# [DATASET CONTENT]
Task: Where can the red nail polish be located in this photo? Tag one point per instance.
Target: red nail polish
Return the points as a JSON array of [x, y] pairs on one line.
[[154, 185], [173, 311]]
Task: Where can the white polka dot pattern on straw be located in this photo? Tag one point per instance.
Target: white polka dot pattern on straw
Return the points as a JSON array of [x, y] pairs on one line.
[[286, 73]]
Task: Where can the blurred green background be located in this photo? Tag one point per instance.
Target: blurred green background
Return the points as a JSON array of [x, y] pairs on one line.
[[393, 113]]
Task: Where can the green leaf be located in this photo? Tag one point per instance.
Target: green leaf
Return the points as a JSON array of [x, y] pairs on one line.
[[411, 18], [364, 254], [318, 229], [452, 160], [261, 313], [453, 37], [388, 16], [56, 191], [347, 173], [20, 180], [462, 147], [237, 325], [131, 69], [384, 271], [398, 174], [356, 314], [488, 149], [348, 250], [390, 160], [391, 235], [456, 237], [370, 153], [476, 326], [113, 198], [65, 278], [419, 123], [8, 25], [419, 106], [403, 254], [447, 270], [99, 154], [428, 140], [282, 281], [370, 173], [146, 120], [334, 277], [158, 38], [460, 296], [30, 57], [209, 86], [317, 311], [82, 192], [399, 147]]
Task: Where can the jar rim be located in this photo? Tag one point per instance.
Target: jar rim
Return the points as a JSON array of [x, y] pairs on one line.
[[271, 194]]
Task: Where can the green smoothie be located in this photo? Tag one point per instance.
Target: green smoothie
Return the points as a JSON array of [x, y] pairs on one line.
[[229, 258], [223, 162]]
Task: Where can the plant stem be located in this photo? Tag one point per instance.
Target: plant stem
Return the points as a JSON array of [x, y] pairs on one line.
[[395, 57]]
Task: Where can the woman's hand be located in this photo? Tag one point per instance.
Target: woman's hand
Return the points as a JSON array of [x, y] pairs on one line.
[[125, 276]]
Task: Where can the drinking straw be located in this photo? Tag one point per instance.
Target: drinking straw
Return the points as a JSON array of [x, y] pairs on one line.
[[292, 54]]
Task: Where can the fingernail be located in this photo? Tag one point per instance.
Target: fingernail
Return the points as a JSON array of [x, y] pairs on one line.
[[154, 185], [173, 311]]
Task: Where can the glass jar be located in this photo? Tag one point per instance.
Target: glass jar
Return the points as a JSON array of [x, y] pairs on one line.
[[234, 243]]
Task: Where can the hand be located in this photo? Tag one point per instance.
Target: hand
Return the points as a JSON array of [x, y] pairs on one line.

# [WHAT YOU NEED TO DO]
Among the records above, count the lines that include the word "woman" and state the number by itself.

# [WRITTEN REPLY]
2